## What the task requires:
What follows is a set of records; repeat all of them exactly.

Top of Records shown

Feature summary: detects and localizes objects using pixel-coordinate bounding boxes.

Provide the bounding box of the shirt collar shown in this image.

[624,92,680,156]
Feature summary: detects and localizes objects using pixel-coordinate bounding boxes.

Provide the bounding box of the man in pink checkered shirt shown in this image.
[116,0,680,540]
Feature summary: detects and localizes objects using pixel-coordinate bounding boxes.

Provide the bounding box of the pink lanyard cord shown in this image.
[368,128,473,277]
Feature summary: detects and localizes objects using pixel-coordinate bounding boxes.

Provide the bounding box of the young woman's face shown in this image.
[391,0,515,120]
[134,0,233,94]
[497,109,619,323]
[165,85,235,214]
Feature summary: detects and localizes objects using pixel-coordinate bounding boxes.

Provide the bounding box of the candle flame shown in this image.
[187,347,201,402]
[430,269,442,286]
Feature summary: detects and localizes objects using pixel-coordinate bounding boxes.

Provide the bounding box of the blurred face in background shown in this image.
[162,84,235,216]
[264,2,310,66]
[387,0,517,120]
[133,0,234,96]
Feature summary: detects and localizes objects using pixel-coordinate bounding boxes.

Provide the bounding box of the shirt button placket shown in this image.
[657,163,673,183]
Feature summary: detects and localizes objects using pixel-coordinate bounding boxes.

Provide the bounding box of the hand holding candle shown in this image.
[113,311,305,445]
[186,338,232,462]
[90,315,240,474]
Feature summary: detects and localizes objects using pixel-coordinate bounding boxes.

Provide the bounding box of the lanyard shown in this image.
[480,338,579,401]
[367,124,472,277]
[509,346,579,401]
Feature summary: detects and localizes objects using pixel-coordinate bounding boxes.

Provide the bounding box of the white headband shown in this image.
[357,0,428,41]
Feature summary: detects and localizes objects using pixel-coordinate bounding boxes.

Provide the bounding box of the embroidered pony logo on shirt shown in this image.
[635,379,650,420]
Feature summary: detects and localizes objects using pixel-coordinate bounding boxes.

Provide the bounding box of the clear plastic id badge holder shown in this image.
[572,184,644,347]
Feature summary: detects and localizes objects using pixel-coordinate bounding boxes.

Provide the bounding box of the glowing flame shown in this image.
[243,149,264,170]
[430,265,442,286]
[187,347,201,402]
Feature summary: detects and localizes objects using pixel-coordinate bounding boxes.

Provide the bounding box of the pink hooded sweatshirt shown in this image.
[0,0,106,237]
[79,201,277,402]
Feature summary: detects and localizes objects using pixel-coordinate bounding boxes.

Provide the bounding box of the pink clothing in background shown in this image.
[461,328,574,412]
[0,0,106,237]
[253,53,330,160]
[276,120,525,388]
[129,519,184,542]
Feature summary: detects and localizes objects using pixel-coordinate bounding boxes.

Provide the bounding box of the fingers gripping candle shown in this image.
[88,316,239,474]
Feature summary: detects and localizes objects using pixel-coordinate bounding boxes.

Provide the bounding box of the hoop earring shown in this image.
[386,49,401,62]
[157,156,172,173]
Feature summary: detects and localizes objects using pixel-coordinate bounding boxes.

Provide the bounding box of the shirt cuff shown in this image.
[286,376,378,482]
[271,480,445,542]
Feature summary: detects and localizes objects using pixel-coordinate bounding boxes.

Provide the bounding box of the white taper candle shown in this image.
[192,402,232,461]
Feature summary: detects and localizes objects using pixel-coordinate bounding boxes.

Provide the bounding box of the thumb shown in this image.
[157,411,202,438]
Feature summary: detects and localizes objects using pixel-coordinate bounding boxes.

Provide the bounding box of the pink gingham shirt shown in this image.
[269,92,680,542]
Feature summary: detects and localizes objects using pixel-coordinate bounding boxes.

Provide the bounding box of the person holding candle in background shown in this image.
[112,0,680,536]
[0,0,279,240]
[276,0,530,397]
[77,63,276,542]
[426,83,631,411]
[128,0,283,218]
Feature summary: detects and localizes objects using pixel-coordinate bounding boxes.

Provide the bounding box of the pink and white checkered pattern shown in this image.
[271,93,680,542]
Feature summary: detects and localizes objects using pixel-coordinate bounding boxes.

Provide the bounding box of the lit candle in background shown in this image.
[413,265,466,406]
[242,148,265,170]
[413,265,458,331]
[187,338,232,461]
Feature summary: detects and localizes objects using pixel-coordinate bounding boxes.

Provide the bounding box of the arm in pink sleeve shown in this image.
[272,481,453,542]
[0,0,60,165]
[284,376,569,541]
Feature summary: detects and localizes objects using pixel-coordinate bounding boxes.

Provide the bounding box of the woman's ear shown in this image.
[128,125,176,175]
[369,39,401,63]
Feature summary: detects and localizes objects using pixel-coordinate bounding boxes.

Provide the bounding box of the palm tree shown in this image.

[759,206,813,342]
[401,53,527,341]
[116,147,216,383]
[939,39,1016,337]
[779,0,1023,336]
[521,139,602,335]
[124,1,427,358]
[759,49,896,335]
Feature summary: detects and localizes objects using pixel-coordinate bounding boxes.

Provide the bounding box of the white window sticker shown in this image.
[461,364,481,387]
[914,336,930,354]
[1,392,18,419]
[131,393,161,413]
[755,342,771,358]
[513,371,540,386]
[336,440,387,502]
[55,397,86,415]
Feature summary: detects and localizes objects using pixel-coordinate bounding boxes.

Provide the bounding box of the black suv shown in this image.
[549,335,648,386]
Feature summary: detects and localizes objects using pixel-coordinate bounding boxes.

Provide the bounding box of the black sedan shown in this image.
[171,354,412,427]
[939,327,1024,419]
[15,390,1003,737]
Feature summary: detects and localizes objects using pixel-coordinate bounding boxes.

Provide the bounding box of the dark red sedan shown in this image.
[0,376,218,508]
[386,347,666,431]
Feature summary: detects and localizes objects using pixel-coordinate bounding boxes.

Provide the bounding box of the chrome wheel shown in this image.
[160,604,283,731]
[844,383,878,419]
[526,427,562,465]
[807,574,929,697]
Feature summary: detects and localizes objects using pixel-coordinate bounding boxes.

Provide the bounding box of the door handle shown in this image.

Bottom of Records shown

## Reply to the task:
Feature summary: detects and localizes objects using pixel-coordinate bounding boxes.

Provide the bounding box of the shirt collar shown in this image.

[624,92,680,156]
Feature summary: detects and localizes objects using pixel-coordinate bounding boxes.

Provide the bounding box of the man in pink checkered shirt shown in this image.
[116,0,680,540]
Feature summary: detects and localizes objects using pixel-coordinate bounding boxes.

Provide the bounding box of the pink lanyard cord shown in this image.
[368,128,473,277]
Feature summary: detects and localizes objects using pixel-coordinate bounding boxes.

Provide the bounding box of the young woman's face shown in this image.
[391,0,515,120]
[134,0,233,94]
[497,109,619,323]
[165,85,235,214]
Feature summary: detects and localizes objects using pixel-coordinate bounding boxes.

Provide the bounding box of the candle flame shown in this image.
[187,347,201,402]
[430,269,442,286]
Feature summary: detects and localizes objects using pixel-coordinate bounding boxes.

Provide the bounding box of the blurred face in background shown in this image.
[162,84,235,216]
[264,2,310,66]
[387,0,517,120]
[133,0,234,96]
Feature summary: detects and localizes objects using pixel-coordinate bounding boxes.

Provide the bounding box of the shirt button placket shown in this image.
[657,163,673,183]
Feature summary: detects and localizes objects using pixel-coordinate bounding boxes.

Provide the bounding box of the hand holding candle shown in this image.
[113,311,305,445]
[186,338,232,462]
[90,315,240,474]
Feature summary: detects and localizes objects using pixel-coordinate bounding boxes.

Provide the bounding box of the lanyard shown in this image.
[480,338,579,401]
[367,124,472,277]
[509,346,579,401]
Feature summary: detects and localizes objects using pixel-coordinate bounding boxes.

Provide the bounding box of the white headband shown in this image.
[357,0,428,41]
Feature summary: detects and localizes objects using pixel-coordinate bounding boxes.

Provide the bounding box of the embroidered pony logo on shirt shown in this image.
[635,379,650,420]
Feature summary: detects and localizes objects using pixel-coordinate bounding boxes.

Provide the bounding box of the clear plastic id badge holder shown in this image.
[572,184,644,347]
Feature summary: detects and localizes objects using pixel-coordinate bounding boxes.

Provide the bounding box of the glowing flame shown in this image.
[243,149,264,170]
[430,265,442,286]
[187,347,201,402]
Feature summary: detects and localizes objects using pixel-coordinate bounding boxes.

Provide the bounding box of the pink hooded sweatshirt shown in this image.
[0,0,106,237]
[79,201,277,402]
Feature summary: detects and localizes objects using pixel-coordinate bounding boxes.

Provide the bounding box of the pink clothing in background shown in this image.
[461,328,574,412]
[0,0,106,237]
[253,53,330,160]
[276,120,525,388]
[129,519,184,542]
Feature summary: detects and localizes objects using pixel-coordinate bounding boxes.

Provide the bounding box of the fingers gripping candle shown in this image.
[88,316,239,474]
Feature summary: detects and localizes objects using pixel-coordinate bounding boxes.

Provide the bounding box of the hoop earring shown in this image.
[386,49,401,62]
[157,156,172,173]
Feature summary: detects and localizes objects using pixel-coordinate bounding boxes.

Provide the bounding box of the shirt cuff shown in this image.
[286,376,378,482]
[271,480,445,542]
Feature summary: detects and localizes objects using pixel-coordinate bounding boxes.

Provide the bounding box of the white taper candle shown in this image.
[192,402,232,461]
Feature summary: detects and localizes objects using pixel-coordinate bounding boxes.

Provide the bounding box of the thumb shown in this image.
[157,411,202,438]
Feature summary: detects and localizes objects using pixel-coordinate bounding boxes.

Provide the bounding box of the pink gingham shirt shown in this image.
[269,92,680,542]
Feature summary: detects and localizes objects using pixel-coordinate bounding boxes.

Provide the bounding box of the person holding candle in background shown in this image.
[112,0,680,536]
[0,0,279,240]
[276,0,530,397]
[77,63,276,542]
[426,83,631,411]
[128,0,283,218]
Feature summary: detects and localizes objects using pixel-coordinate bounding boxes.

Provide the bounding box of the pink and white checkered pattern shown in this image.
[271,93,680,542]
Feature summary: detects and localizes objects using pixel-coordinate bounding boxes.

Provide the bounding box of the lit candle in background shown in this image.
[413,265,466,406]
[242,148,265,170]
[413,265,458,331]
[187,338,232,461]
Feature summary: detects and localizes objects using pixel-coordinate bounding boxes.

Provide the bounding box of the arm in pink sleeve shown in this image.
[272,481,453,542]
[0,0,60,165]
[284,376,569,541]
Feature summary: detects and localizes objects using pixel-coordinate bounding boxes.

Provide the bounding box of the woman's ear shown in this image.
[128,125,176,175]
[369,39,401,63]
Feature summary: detects and localizes objects using pixel-coordinate bounding boxes.

Provide the bounding box of the palm tree shown in this image.

[759,206,813,342]
[401,53,527,341]
[116,147,216,383]
[939,39,1016,337]
[779,0,1023,336]
[521,139,602,335]
[124,1,427,358]
[759,49,896,335]
Feature summary: detects and localizes objects using pixel-coordinate bounding boxes.

Provide the bounding box of the white window sticker shown in this image.
[461,364,481,387]
[914,336,930,354]
[1,392,18,419]
[131,393,161,413]
[755,342,771,358]
[513,371,540,386]
[336,440,387,502]
[55,397,86,415]
Feature summary: detects and localizes objects using pixel-coordinate bounding boxes.

Provide the bounding box of the black suv shown in this image.
[549,335,648,386]
Feature summary: detects and localizes objects using pixel-coordinate bounding boxes.

Provide the bounding box of the black sedan shown in this image.
[171,354,412,427]
[939,327,1024,419]
[15,390,1003,737]
Feature summary: detects and localizes objects using pixel-coordinate bounding boxes.

Provide the bounding box of the dark red sedan shown in this image.
[0,376,218,508]
[386,347,666,431]
Feature summary: detects and localizes objects using pixel-coordinate bounding boxes.

Provide the bounding box of the chrome wheel shown in this image.
[160,604,283,731]
[844,383,878,419]
[526,427,562,465]
[807,574,929,697]
Feature summary: detects and localizes objects using pixel-coordinate bounding boxes.

Provide the bounding box of the door handle shown in this image.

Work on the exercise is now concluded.